**WHAT YOU ARE ASKED TO DO:**
In the records below, locate the line containing "Objective — for every instance of the radio", then extract it and all following lines exactly, ending with the last line.

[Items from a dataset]
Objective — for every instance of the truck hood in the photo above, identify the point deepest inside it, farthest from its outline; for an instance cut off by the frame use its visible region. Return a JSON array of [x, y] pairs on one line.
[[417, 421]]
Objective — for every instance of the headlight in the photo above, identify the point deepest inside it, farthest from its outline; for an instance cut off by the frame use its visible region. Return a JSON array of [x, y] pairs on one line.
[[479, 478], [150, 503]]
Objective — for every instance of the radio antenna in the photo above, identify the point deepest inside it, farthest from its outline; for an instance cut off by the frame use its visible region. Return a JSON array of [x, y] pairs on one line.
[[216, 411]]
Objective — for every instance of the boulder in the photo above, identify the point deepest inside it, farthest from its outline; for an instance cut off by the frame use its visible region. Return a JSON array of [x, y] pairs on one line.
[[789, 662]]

**EXERCISE SOLUTION:**
Objective — for every instance of the radio antenna in the photo above, identify the point deepest inside it, farthest from its outline; for an instance cut off by the frame use its visible region. Return a JSON array of [x, y] pairs on one line.
[[216, 411]]
Objective — for every instance of the boulder in the photo above, identify the point deepest inside it, farthest from its outline; for an instance cut off by the frame use its visible region. Return a JSON array of [x, y] pairs on one line.
[[789, 662]]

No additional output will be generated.